À VOUS DE JOUER:
**A)** D'après le texte à lire, depuis quand Me Alexandra Grévin est-elle désignée au sein de la commission égalité du Conseil national des barreaux ?
**B)** Dans le texte à lire, énumérez tous les publics auprès desquels Me Alexandra Grévin donne des conférences et des formations.
**C)** Reproduisez sans modification le passage du texte à lire qui commence aux mots « L’expertise de Me » et s'arrête après « Défenseur des droits. ».

***** TEXTE À LIRE *****

Dans une interview accordée au magazine Maxi en 2016, elle faisait déjà le même constat : « C’est sidérant de constater que nombre d’administrations, d’organisations sont dans la pure illégalité. C’est un peu un pavé dans la mare quand j’interviens et j’ai toujours l’impression de dépoussiérer les institutions ».

L’expertise de Me Alexandra Grévin n’est plus à démontrer. Elle a été désignée au sein de la commission égalité du Conseil national des barreaux (CNB), depuis le début de l’année 2018, pour toutes les questions juridiques liées au handicap. Récemment renouvelée, elle transmet son savoir en fonction des besoins. Comme lors du Grenelle sur le droit et le handicap, en juin 2019, où elle a animé un atelier sur le droit du handicap. Surtout, elle participe à un projet initié par l’association Droits Pluriel d’Anne Sarah Kertudo : la relecture d’un kit pour les professionnels du droit, en collaboration avec le Défenseur des droits.

Membre du comité scientifique du site gouvernemental sur l’autisme (autisme.gouv.fr), elle donne également régulièrement des conférences et des formations auprès des familles, des associations et des professionnels du handicap. Elle enseigne à son tour au sein du DIU déficience intellectuelle de l’université Claude Bernard à Lyon.

« Je suis du côté des familles »

« Je le dis toujours : je suis du côté des familles », insiste Me Alexandra Grévin. Parmi les affaires qui l’ont le plus marquée, l’avocate retient l’affaire de ce garçon de 4 ans dont le papa souhaitait le maintenir dans le milieu scolaire classique. « On devait aller ensemble en commission, au sein d’une MDPH. Il a été extrêmement sage et est resté sous ma chaise alors qu’il était généralement en mouvement. Pendant toute la séance on parlait de lui et il n’a pas bougé. Je parle souvent de cette affaire parce qu’il a compris que c’était pour lui. Nous avons gagné. Il a été scolarisé. Il est décédé de sa maladie deux ans après » !

Plus récemment, alors qu’elle plaide à Bordeaux pour une petite fille en vue d’obtenir une auxiliaire de vie scolaire, la juge lui donne la parole. « Avant que je plaide, elle lui ai demandé ce dont elle avait besoin. Elle a répondu : « m’aider ». Je n’avais presque plus besoin de plaider. Ce sont des moments où je suis dans l’empathie avec les larmes aux yeux. C’est magique quand les juges sont bienveillants. Surtout avec les enfants ».

Si Alexandra Grévin s’investit corps et âme dans tous ses dossiers, sa vie est déjà bien remplie et son côté introverti ne la pousse pas vers davantage d’actes militants. Cela ne l’empêche pas de soutenir les appels aux changements, notamment la pétition transmise à la conférence des présidents du Sénat en février dernier, demandant la « désolidarisation des revenus du conjoint pour le paiement de l’Allocation aux adultes handicapés (AAH) ». « Il faut que la loi change parce qu’elle est injuste », précise-t-elle. « Il n’est pas normal de prôner l’autonomie mais qu’en même temps, dès lors qu’on se met en couple, l’allocation soit réduite ou supprimée parce que sont pris en compte les revenus des conjoints ».

Parfois, des étudiants en pleine réflexion viennent la questionner. « C’est une matière tellement à part », répond-elle. « Je rencontre très peu de confrères. Je suis aussi quelqu’un de très discrète. J’explique que c’est un métier où il faut beaucoup travailler, on ne s’invente pas dans ce domaine de compétence. Ce n’est pas toujours évident non plus d’être en lien avec la maladie ou le handicap. Mais on se sent utile ».

***** DONNÉES FOURNIES *****

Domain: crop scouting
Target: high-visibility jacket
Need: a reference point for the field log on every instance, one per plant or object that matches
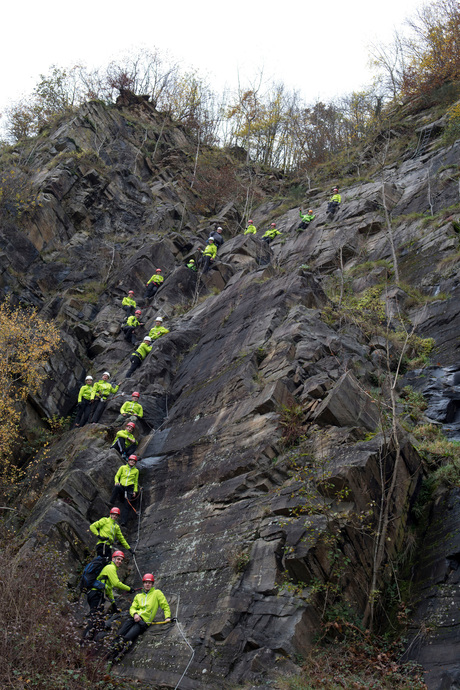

*****

RÉPONSES ATTENDUES:
**A)** Depuis le début de l'année 2018.

**B)** Les familles, les associations et les professionnels du handicap.

**C)**
L’expertise de Me Alexandra Grévin n’est plus à démontrer. Elle a été désignée au sein de la commission égalité du Conseil national des barreaux (CNB), depuis le début de l’année 2018, pour toutes les questions juridiques liées au handicap. Récemment renouvelée, elle transmet son savoir en fonction des besoins. Comme lors du Grenelle sur le droit et le handicap, en juin 2019, où elle a animé un atelier sur le droit du handicap. Surtout, elle participe à un projet initié par l’association Droits Pluriel d’Anne Sarah Kertudo : la relecture d’un kit pour les professionnels du droit, en collaboration avec le Défenseur des droits.